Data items
——————————
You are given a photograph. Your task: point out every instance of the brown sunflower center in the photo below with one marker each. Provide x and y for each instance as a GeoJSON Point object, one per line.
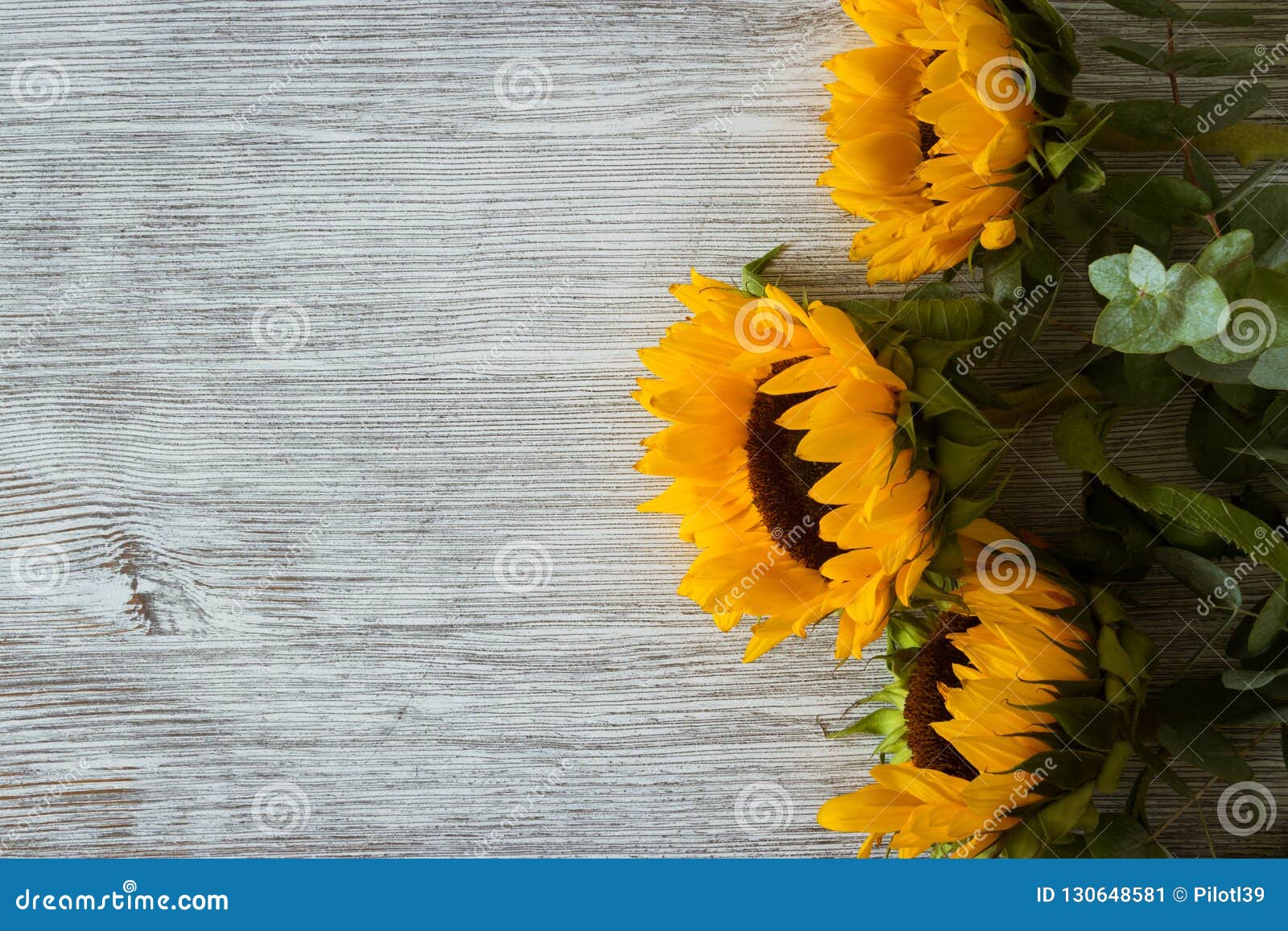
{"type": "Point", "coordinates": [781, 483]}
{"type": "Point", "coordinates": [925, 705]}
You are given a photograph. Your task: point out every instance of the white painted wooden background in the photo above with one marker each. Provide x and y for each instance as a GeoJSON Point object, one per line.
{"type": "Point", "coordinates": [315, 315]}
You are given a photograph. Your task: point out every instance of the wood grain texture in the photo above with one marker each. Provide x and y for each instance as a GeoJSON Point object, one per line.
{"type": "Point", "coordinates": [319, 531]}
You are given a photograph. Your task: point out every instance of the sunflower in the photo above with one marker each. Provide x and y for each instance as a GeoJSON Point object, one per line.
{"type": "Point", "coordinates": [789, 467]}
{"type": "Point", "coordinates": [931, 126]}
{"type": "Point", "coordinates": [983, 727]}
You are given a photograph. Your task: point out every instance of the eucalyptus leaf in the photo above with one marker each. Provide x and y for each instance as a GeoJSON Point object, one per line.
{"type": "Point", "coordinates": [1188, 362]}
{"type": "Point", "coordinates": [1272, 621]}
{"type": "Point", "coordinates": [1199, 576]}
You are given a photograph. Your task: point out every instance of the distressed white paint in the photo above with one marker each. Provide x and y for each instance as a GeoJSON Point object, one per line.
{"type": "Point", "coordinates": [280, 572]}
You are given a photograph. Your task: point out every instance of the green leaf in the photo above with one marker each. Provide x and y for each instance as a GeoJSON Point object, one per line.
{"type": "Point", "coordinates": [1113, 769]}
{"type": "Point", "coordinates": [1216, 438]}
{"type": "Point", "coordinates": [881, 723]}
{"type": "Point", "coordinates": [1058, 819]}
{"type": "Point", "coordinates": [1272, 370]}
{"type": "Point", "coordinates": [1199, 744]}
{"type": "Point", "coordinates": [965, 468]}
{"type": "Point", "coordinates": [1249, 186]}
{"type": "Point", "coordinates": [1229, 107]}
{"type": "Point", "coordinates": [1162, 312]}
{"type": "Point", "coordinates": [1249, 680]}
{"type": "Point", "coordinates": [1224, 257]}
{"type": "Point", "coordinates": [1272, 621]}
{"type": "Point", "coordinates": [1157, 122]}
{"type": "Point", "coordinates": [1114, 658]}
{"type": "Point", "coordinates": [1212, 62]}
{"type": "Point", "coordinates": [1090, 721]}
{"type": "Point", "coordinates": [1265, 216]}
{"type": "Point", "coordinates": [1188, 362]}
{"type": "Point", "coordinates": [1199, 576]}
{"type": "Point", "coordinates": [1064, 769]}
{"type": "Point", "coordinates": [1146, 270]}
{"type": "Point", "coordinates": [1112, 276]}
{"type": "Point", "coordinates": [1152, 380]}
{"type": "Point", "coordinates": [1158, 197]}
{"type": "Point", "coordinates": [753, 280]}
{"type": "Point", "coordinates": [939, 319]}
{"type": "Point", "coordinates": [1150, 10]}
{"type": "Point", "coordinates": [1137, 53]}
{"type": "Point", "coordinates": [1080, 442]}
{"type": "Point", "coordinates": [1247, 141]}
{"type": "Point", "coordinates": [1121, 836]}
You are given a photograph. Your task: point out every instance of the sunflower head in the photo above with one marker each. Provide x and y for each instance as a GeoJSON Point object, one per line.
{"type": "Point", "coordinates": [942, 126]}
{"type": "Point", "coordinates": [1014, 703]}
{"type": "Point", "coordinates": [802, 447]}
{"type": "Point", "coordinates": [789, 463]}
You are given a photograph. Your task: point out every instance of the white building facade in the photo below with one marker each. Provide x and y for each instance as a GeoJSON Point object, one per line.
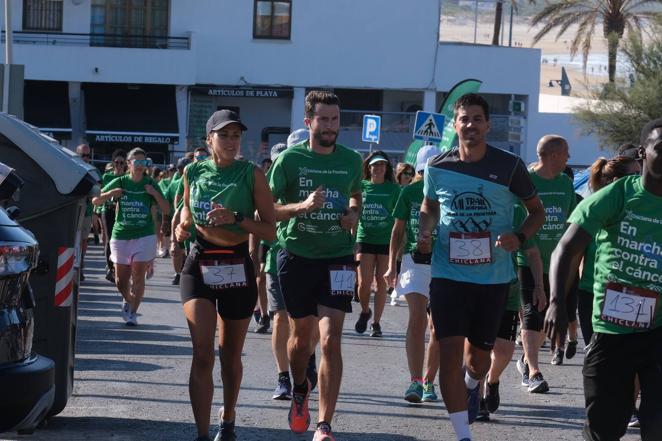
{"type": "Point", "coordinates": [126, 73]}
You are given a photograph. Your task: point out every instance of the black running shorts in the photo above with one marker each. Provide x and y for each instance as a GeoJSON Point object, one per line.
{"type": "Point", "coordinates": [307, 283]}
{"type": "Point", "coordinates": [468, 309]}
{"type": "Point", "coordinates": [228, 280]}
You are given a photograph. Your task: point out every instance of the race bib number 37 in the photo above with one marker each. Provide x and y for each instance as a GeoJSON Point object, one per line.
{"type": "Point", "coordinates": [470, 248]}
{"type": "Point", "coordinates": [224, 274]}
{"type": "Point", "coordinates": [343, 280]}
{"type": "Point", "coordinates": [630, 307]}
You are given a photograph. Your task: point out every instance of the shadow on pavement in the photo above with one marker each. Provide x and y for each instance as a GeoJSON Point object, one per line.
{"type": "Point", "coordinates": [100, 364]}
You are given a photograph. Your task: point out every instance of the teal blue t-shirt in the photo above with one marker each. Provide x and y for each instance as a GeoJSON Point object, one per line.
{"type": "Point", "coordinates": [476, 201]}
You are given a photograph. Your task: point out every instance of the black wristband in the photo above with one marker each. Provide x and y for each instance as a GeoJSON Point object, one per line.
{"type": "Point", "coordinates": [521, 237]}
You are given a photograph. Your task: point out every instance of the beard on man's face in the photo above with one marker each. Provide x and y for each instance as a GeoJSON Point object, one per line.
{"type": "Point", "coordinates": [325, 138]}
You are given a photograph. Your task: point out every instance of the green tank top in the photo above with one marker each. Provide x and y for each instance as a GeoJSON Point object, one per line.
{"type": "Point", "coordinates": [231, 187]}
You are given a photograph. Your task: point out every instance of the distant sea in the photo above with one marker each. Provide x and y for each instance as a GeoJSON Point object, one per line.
——————————
▸ WHAT IS BEING ASKED
Reproduce exactly the lines from the one with "the black wristband" through the end of the entries above, both ends included.

▸ SOLUTION TO THIS EXERCISE
You are given a photograph. Your task: point out every instance of the black wristband in the photo above with one marker each. Provide x and y for each instance as a GeoJSON Point object, one per line.
{"type": "Point", "coordinates": [521, 237]}
You are given a photograph. Your task: point out every instance of the beard on man's face in the photo above with one marker each. Provide x and y for each instance as a GeoJSON Point object, one per line.
{"type": "Point", "coordinates": [325, 138]}
You are given a photograph. Your task: point out every instance of the green tank top in the photo above with one marker each. Provide x and y for each instance as a GeoJSON Point object, one per line.
{"type": "Point", "coordinates": [231, 187]}
You are given a photograph. Your task: point out every instance of the distant sea in the photo above with one marker each. Provide x and y for each instance as a GeoJSON Point object, one per line.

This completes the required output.